═════ DOCUMENT EXCERPT

Problem 2 Dose (education), Response (wage)
Is your education worth it? worth anything? Only the economists (claim to) know.
But we do have some (old) data that is used alot at present. It really does pertain to your grandparents (almost).
Keep in mind for the salary data that one dollar in 1976 equates to about $4.25 in 2017.
-------------------------------------
card.data {ivmodel} R Documentation
Card (1995) Data
Description: Data from the National Longitudinal Survey of Young Men (NLSYM) that was used by Card (1995).
Usage data(card.data)
Format A data frame with 3010 observations on 35 variables.
for full description ?card.data or ivmodel manual page
-------------------------------------
The ivmodel package is from a friend of this course, Hyunseung Kang co-Author and Maintainer, package ivmodel https://cran.r-project.org/web/packages/ivmodel/ivmodel.pdf
vignette: to appear Journal of Statistical Software http://www.stat.wisc.edu/~hyunseung/ivmodel.pdf
ivmodel: An R Package for Inference and Sensitivity Analysis of Instrumental Variables Models with One Endogenous Variable
The ivmodel vignette section 7 uses the Card data; these data are available in the ivmodel package (and many other R locations)
-------------------------------------------------------------------------------------------------------------------------------
The objective of all the various analyses of these data are a basic dose-response conclusion in the form of returns to schooling.
Note dose-response the topic of Week 7 Computing Corner
Dose is amount of education. In the data set
educ subject's years of education (an integer from 1 to 18)
Response (outcome) is wages in cents per hour in 1976: outcome variable used is lwage.
The dataset contains many interesting and useful measures, with the most useful having alot of missing data (e.g. fatheduc, motheduc, IQ)
and therefore are not employed in this problem exercise. (In real life I'd probably do some mice or equivalents at certain points, but here
I try to keep things simpler.)
part a. Basic dose-response.

══════════
═════ SOURCE DATA

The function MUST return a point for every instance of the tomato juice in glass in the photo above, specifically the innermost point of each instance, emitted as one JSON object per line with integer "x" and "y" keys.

══════════

◆ **ACTIONS TO TAKE**
1. In the returns-to-schooling text, translate this sentence into Spanish: "Keep in mind for the salary data that one dollar in 1976 equates to about $4.25 in 2017."
2. In the returns-to-schooling text, which variable serves as the outcome?
3. Rewrite the returns-to-schooling text from the words "But we do have" through the words "Usage data(card.data)", renaming "NLSYM" as "NLS-YM".

◆ **EXPECTED RESPONSES**
1. Tenga en cuenta, para los datos salariales, que un dólar de 1976 equivale a unos 4,25 dólares de 2017.

2. lwage

3.
But we do have some (old) data that is used alot at present. It really does pertain to your grandparents (almost).
Keep in mind for the salary data that one dollar in 1976 equates to about $4.25 in 2017.
-------------------------------------
card.data {ivmodel} R Documentation
Card (1995) Data
Description: Data from the National Longitudinal Survey of Young Men (NLS-YM) that was used by Card (1995).
Usage data(card.data)